Take the line that contains "locate: monkey's crest" and all lines after it, up to and including the last line of the data, and write them out exactly; nothing else belongs in the answer.
-- start of RECORDS TO USE --
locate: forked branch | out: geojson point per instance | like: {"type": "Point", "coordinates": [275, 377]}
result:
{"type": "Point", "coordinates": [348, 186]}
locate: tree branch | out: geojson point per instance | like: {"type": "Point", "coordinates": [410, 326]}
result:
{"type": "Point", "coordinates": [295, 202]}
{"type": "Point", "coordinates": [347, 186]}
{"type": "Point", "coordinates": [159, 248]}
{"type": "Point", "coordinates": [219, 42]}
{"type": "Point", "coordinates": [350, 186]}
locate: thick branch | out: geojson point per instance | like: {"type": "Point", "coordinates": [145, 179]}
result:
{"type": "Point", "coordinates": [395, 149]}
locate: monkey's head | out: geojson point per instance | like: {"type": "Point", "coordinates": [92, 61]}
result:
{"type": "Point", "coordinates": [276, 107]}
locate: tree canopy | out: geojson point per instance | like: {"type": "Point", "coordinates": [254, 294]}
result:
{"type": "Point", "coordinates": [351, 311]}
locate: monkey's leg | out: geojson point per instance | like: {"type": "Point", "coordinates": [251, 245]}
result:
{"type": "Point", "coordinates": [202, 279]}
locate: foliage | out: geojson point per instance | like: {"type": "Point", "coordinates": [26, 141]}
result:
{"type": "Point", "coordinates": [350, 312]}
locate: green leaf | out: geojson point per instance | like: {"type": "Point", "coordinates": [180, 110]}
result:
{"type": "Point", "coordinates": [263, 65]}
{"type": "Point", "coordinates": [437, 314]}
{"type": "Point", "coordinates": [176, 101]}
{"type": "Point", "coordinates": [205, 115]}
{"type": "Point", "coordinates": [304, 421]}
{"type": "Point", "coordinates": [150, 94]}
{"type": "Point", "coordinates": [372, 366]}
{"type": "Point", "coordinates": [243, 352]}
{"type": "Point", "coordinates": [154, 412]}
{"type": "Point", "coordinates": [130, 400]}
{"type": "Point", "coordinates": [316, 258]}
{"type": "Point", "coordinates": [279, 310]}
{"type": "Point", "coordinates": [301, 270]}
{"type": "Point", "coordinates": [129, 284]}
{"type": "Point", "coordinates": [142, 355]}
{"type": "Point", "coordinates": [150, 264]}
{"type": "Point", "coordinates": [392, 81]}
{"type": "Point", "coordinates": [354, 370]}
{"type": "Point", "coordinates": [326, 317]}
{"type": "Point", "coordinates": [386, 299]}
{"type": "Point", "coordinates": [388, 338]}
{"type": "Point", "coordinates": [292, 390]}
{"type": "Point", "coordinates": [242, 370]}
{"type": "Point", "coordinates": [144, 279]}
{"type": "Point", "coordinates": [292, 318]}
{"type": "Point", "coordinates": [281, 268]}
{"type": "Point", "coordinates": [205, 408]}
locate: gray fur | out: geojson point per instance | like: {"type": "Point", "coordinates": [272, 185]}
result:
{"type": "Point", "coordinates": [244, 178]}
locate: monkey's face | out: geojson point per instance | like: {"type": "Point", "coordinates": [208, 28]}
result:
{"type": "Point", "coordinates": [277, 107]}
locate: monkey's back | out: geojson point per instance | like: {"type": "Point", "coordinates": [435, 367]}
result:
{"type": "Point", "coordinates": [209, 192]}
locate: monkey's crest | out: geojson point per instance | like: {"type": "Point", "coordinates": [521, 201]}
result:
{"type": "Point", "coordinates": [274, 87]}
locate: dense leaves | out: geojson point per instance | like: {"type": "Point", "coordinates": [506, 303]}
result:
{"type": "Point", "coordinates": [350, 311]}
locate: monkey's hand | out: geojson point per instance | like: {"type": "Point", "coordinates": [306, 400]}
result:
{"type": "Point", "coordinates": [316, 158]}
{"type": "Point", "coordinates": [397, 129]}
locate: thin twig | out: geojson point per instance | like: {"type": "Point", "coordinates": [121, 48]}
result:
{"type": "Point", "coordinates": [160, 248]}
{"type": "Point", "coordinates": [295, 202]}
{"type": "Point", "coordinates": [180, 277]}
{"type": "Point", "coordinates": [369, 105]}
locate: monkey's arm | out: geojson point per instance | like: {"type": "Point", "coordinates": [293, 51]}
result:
-- end of RECORDS TO USE --
• _THE RESPONSE_
locate: monkey's crest | out: geojson point per instance | like: {"type": "Point", "coordinates": [521, 201]}
result:
{"type": "Point", "coordinates": [274, 87]}
locate: dense leaves | out: geojson point per instance | like: {"type": "Point", "coordinates": [506, 303]}
result:
{"type": "Point", "coordinates": [350, 311]}
locate: monkey's hand | out: geojson point per instance | like: {"type": "Point", "coordinates": [306, 400]}
result:
{"type": "Point", "coordinates": [316, 158]}
{"type": "Point", "coordinates": [397, 129]}
locate: thin twig | out: geojson point per instance | like: {"type": "Point", "coordinates": [121, 48]}
result:
{"type": "Point", "coordinates": [160, 248]}
{"type": "Point", "coordinates": [295, 202]}
{"type": "Point", "coordinates": [180, 277]}
{"type": "Point", "coordinates": [369, 105]}
locate: monkey's arm | out: geojson point per instance | like: {"type": "Point", "coordinates": [293, 51]}
result:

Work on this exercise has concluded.